[OBJECTIVE] Pull out every line of the records below that contains the string "rivet". Treat the match as case-sensitive.

<<<<

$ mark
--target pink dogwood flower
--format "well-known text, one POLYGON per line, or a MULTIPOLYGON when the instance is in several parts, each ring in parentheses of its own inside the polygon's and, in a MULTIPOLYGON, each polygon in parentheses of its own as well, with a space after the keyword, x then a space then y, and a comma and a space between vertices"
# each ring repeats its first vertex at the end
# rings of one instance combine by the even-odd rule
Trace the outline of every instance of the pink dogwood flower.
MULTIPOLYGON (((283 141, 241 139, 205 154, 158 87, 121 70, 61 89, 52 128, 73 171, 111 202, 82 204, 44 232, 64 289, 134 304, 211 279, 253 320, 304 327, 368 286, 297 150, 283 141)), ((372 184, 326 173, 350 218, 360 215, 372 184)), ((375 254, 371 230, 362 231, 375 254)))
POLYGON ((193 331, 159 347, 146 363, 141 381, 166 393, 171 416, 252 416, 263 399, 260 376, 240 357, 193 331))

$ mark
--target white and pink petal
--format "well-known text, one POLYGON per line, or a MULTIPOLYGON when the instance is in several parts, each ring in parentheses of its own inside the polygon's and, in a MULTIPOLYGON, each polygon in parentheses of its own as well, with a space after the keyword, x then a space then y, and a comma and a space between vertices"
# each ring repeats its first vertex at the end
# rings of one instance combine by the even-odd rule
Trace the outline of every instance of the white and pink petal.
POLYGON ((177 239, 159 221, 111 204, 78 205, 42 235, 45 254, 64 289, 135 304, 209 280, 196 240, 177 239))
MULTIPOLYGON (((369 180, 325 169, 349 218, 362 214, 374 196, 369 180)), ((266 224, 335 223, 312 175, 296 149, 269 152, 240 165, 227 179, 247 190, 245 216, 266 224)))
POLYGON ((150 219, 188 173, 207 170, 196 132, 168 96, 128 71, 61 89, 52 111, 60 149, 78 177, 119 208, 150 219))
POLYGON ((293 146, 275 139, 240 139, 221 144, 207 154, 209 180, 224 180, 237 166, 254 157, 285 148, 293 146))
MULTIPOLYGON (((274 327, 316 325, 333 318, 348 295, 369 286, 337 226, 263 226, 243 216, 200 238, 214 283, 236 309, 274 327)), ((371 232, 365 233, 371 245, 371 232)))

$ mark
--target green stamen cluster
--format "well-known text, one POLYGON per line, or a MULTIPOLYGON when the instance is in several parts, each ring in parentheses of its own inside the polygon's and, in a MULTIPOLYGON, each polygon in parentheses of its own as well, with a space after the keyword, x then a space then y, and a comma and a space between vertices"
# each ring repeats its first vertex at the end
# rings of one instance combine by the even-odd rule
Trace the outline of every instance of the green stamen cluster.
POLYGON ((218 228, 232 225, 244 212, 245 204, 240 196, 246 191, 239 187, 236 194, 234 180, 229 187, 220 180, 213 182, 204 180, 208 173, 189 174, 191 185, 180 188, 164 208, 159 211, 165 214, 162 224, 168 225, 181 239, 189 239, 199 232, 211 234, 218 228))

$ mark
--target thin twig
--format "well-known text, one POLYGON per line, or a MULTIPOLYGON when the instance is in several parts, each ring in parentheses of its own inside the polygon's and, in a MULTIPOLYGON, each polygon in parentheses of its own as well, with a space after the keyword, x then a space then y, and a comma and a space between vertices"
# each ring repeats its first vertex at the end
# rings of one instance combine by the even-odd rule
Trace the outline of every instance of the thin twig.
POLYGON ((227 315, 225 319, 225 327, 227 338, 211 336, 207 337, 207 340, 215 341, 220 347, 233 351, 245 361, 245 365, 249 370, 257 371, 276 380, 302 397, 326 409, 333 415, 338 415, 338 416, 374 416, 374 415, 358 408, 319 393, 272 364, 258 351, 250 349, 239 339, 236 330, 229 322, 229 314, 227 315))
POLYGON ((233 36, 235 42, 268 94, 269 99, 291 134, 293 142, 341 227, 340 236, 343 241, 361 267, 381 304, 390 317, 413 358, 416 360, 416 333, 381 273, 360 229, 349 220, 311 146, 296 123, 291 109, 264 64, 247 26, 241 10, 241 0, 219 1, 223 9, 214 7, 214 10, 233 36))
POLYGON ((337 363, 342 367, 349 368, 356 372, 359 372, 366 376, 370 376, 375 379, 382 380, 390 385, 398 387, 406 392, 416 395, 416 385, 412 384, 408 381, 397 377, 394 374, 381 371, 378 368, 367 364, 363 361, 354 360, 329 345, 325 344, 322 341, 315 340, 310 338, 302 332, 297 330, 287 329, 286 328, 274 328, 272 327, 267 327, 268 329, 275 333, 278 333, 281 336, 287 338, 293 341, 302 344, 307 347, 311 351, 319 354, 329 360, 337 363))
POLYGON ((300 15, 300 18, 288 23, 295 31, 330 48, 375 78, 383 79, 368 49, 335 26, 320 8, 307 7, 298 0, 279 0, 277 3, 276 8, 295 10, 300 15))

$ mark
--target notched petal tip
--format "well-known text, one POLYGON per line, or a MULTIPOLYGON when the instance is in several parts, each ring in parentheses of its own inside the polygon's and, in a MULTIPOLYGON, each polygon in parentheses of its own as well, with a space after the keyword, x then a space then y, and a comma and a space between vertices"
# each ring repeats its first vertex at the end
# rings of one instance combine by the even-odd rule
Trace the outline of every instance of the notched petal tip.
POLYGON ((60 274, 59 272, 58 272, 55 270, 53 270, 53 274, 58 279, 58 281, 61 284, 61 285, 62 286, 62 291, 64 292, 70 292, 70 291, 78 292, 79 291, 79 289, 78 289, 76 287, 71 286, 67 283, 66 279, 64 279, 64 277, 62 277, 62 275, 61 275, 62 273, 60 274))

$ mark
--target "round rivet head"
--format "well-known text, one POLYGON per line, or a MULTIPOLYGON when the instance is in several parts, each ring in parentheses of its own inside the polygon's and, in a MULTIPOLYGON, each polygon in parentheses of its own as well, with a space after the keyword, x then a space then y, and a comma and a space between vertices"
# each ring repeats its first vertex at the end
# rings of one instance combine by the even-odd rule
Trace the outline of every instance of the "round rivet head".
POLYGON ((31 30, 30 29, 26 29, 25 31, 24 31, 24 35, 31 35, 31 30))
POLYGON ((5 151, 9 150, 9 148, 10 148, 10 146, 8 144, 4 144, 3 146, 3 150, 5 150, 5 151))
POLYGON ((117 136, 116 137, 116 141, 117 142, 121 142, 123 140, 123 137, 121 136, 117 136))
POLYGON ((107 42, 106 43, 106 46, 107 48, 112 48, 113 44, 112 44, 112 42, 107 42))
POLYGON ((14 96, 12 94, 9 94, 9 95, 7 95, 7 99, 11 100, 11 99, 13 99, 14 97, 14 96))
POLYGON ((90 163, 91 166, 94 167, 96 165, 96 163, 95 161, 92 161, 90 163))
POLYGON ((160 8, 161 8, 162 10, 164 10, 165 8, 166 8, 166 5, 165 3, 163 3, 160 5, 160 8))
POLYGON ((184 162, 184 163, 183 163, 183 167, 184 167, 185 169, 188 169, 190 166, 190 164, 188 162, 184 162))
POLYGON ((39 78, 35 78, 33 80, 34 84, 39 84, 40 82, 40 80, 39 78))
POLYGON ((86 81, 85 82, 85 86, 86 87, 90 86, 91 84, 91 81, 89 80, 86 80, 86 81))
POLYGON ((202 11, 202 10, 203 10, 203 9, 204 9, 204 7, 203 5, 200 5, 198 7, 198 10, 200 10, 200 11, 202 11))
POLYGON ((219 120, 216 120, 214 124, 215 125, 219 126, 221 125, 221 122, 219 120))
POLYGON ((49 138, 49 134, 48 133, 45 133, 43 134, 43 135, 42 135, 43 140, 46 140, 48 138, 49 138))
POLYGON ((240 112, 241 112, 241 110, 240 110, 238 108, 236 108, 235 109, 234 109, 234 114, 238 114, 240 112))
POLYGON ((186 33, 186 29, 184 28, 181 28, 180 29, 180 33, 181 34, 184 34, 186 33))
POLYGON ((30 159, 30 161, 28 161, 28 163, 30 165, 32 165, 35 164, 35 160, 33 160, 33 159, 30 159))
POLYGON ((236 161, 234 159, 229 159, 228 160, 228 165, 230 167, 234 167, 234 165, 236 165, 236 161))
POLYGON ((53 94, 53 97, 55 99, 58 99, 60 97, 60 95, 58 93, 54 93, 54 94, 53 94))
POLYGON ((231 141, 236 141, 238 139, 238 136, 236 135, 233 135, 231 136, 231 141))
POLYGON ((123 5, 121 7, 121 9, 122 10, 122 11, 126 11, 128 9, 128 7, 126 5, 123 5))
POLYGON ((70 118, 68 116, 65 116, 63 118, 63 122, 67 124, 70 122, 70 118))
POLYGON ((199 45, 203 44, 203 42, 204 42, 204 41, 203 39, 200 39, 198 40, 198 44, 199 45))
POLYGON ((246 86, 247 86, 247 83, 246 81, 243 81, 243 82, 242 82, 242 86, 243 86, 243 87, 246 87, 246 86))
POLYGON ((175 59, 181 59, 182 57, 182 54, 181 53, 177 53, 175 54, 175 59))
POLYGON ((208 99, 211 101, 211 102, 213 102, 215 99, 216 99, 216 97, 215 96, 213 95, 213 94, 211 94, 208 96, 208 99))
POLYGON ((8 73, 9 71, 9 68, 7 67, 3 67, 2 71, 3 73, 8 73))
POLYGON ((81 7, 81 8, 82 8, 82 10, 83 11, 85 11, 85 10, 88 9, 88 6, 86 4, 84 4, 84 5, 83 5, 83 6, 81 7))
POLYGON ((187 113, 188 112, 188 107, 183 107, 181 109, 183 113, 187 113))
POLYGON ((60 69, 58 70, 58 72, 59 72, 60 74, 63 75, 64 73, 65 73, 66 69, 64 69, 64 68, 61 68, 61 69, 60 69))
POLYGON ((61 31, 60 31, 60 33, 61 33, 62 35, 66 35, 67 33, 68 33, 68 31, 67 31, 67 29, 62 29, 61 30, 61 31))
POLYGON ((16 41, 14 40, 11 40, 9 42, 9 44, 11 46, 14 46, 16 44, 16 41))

>>>>

[SOLUTION FOR THIS PROBLEM]
--target "round rivet head"
Trace the outline of every instance of the "round rivet head".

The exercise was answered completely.